§ **ASSIGNMENT**: Starting at the line below holding "positive clicks: (236, 116) (239, 115)" and stopping at the line holding "negative clicks: (327, 209)", print every line exactly, both ends included, and leave the rest out.

§ **ENTRIES SUPPLIED**:
++++++++++++++++++++

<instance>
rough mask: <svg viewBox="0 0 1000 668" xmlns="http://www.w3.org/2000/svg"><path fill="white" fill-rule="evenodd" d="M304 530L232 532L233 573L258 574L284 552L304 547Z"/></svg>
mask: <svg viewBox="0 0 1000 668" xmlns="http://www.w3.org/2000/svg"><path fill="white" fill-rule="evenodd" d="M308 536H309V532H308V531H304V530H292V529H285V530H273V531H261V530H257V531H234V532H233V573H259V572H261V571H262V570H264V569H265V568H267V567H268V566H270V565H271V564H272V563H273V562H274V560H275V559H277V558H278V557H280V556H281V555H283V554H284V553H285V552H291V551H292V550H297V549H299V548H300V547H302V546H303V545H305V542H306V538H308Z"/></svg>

++++++++++++++++++++

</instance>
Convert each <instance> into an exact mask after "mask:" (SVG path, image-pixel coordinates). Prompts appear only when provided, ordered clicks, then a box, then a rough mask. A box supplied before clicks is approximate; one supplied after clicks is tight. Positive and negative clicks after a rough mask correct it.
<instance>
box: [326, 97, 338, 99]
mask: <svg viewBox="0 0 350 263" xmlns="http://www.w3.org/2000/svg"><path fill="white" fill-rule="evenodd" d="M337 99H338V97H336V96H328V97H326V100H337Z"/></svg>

++++++++++++++++++++

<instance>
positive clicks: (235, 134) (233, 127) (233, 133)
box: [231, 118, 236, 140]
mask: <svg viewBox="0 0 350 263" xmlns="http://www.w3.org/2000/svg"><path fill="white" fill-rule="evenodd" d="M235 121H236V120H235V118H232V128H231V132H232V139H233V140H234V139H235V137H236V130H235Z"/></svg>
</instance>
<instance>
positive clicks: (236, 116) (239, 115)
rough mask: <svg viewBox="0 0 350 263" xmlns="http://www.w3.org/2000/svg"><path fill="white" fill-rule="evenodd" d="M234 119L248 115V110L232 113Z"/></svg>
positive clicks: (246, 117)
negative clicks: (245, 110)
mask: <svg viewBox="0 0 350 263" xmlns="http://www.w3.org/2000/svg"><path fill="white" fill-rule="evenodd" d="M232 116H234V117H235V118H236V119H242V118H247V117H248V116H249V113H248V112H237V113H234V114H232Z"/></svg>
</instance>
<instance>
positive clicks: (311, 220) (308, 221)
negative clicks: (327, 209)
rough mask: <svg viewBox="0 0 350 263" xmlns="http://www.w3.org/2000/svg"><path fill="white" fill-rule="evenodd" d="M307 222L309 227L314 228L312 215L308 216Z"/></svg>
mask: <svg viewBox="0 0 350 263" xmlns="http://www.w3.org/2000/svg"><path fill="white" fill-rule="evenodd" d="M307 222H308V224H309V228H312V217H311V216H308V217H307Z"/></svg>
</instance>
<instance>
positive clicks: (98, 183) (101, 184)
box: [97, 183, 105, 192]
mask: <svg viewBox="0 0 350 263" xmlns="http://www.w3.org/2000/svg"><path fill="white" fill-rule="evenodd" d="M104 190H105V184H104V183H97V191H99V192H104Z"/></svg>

++++++++++++++++++++

§ **RESULT OF THIS TASK**:
positive clicks: (236, 116) (239, 115)
rough mask: <svg viewBox="0 0 350 263" xmlns="http://www.w3.org/2000/svg"><path fill="white" fill-rule="evenodd" d="M234 119L248 115V110L232 113Z"/></svg>
positive clicks: (246, 117)
negative clicks: (245, 110)
mask: <svg viewBox="0 0 350 263" xmlns="http://www.w3.org/2000/svg"><path fill="white" fill-rule="evenodd" d="M232 116H234V117H235V118H236V119H242V118H247V117H248V116H249V113H248V112H237V113H234V114H232Z"/></svg>
</instance>
<instance>
positive clicks: (311, 220) (308, 221)
negative clicks: (327, 209)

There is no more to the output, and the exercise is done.